*Job*
Starting at the line that contains "Exam Question 7: Identify the clear", copy each line through the end of the listing below. Include both ends and output nothing more.

Coordinate annotation entries
[Begin]

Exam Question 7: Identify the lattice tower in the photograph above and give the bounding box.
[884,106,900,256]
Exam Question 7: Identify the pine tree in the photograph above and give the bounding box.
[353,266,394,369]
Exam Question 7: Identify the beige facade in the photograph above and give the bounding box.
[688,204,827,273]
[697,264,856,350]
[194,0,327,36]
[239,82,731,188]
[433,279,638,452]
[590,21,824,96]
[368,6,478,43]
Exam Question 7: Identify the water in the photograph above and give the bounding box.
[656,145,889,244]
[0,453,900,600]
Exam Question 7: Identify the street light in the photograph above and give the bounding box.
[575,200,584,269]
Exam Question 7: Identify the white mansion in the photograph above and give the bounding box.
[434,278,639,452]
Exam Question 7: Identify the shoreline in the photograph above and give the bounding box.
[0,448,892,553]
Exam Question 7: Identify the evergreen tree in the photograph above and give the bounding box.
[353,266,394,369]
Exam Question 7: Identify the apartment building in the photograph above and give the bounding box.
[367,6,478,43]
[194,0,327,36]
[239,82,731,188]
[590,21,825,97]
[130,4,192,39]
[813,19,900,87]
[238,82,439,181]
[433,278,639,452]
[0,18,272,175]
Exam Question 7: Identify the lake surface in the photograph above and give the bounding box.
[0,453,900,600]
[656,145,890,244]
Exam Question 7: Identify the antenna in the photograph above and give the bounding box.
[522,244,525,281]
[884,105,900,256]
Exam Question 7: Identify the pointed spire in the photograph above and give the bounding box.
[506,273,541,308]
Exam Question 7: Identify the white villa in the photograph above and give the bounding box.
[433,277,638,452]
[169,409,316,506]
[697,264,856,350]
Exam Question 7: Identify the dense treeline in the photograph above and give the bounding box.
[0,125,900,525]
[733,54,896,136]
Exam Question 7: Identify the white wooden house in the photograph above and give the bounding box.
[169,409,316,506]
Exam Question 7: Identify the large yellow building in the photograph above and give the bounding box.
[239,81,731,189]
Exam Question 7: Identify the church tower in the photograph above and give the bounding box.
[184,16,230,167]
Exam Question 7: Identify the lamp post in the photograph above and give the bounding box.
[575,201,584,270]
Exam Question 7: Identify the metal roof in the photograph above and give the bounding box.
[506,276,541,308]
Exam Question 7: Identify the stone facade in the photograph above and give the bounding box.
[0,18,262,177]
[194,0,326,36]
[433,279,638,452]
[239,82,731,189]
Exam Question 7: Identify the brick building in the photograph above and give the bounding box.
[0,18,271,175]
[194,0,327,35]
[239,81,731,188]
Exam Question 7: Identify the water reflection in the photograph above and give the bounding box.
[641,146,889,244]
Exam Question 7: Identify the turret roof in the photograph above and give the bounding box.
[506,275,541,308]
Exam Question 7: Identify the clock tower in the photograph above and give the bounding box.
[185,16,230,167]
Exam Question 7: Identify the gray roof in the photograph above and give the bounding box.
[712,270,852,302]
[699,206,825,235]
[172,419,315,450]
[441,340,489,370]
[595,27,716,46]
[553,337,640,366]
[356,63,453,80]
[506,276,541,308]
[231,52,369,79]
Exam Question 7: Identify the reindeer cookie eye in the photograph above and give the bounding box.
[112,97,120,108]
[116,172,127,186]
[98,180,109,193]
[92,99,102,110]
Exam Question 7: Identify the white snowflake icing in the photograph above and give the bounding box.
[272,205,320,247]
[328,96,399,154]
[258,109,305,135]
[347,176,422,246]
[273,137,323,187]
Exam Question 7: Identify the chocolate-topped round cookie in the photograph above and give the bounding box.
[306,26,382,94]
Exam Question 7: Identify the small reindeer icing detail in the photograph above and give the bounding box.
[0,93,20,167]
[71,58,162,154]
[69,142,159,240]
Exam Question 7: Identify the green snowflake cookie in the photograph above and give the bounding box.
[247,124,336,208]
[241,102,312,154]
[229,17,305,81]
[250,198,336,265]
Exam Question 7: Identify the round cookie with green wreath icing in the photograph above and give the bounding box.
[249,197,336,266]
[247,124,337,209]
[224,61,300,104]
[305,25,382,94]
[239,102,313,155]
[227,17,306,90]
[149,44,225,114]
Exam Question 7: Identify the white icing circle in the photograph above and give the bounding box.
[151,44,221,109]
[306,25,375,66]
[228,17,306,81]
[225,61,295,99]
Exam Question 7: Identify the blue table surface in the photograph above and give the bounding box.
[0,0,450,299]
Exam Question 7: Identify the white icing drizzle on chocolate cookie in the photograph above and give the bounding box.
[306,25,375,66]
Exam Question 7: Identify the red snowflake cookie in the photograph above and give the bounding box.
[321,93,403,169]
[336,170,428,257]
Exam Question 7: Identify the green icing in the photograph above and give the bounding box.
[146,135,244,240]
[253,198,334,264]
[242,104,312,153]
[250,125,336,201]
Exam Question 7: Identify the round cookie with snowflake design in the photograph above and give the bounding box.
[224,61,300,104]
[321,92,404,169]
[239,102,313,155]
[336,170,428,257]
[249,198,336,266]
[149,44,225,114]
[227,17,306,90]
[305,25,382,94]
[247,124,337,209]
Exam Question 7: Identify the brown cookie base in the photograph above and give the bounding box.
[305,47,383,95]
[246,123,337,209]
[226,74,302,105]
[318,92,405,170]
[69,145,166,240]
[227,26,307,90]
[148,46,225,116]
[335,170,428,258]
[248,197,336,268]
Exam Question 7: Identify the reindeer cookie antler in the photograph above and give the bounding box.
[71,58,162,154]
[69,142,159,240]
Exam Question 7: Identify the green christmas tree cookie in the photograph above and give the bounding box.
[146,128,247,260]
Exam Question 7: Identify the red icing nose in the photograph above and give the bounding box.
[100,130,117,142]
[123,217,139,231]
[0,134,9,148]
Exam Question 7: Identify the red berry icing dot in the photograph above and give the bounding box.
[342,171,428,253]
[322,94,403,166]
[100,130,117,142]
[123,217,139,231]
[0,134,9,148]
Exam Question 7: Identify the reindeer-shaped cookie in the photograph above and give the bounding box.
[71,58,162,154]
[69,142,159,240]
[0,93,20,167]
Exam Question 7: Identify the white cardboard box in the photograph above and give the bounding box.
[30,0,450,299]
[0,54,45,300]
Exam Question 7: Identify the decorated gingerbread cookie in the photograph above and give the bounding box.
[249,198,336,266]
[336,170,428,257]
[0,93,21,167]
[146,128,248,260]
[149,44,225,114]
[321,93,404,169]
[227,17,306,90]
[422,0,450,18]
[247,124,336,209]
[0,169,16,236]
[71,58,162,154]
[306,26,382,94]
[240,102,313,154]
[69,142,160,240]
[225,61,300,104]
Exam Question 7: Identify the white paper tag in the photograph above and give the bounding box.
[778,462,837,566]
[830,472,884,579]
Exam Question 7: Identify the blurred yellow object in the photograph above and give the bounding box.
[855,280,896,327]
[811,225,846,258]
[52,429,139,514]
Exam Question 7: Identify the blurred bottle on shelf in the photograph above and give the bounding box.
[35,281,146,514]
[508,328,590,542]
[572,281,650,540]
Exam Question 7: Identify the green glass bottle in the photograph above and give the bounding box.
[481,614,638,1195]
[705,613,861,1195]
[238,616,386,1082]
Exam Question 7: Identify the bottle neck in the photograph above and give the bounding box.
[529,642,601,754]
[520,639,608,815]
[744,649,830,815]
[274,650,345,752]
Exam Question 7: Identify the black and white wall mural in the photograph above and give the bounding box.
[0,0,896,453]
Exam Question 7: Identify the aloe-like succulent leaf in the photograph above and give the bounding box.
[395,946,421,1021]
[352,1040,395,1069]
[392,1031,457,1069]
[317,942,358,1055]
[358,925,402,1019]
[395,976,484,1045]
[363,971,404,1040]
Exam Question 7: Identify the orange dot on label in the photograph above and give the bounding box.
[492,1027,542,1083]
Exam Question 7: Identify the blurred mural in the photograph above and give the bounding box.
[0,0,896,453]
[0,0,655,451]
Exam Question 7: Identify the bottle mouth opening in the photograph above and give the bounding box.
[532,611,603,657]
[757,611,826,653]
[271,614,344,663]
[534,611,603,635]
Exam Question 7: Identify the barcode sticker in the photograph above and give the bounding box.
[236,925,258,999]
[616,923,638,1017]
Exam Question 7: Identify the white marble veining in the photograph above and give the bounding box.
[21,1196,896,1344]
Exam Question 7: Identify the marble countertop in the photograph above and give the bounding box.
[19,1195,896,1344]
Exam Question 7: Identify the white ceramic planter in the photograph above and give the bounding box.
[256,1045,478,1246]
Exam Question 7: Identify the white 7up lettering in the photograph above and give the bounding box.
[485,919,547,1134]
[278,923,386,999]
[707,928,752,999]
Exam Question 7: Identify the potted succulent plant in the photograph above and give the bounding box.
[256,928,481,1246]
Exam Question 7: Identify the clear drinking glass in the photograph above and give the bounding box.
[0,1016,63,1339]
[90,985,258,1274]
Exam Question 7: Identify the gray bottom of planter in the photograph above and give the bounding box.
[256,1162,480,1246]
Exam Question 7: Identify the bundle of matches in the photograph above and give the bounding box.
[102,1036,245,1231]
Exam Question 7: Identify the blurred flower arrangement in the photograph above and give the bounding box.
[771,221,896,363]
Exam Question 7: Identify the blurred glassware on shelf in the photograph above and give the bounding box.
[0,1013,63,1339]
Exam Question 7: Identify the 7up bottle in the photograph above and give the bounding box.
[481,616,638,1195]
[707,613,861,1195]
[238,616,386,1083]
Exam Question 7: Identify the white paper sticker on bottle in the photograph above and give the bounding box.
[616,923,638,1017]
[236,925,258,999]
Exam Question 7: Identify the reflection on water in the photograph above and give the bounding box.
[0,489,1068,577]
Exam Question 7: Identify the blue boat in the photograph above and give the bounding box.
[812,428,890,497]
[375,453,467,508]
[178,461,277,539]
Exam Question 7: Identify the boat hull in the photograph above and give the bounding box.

[End]

*Output of the exercise*
Exam Question 7: Identify the clear drinking glass in the photograph above and give the bounding box.
[0,1016,63,1339]
[90,985,258,1274]
Exam Question 7: Identify the gray bottom of planter in the photograph above and give the bounding box.
[256,1162,480,1246]
Exam Question 7: Identify the bundle of matches in the photograph above and give the bounding box.
[102,1036,245,1231]
Exam Question 7: Identify the blurred flower arrangement in the photograph above and give the bounding box.
[771,221,896,363]
Exam Question 7: Identify the blurred glassware on shelf in the photograph above and give the bounding box.
[0,1013,63,1339]
Exam Question 7: Identify the 7up bottle in the photograph above and give the bounding box.
[481,616,638,1195]
[707,613,861,1195]
[238,616,386,1083]
Exam Question 7: Identify the white paper sticker on bottle in the photograph above and give the bounding box.
[616,923,638,1017]
[236,925,258,999]
Exam Question 7: Identify the reflection on water in the photograph above and give the bounding box.
[0,489,1068,577]
Exam Question 7: Identify the blue boat in the photograph above and give the bounding box.
[812,428,890,497]
[375,453,467,508]
[178,461,277,539]
Exam Question 7: Identify the boat hull in the photograph above and give the bounding box.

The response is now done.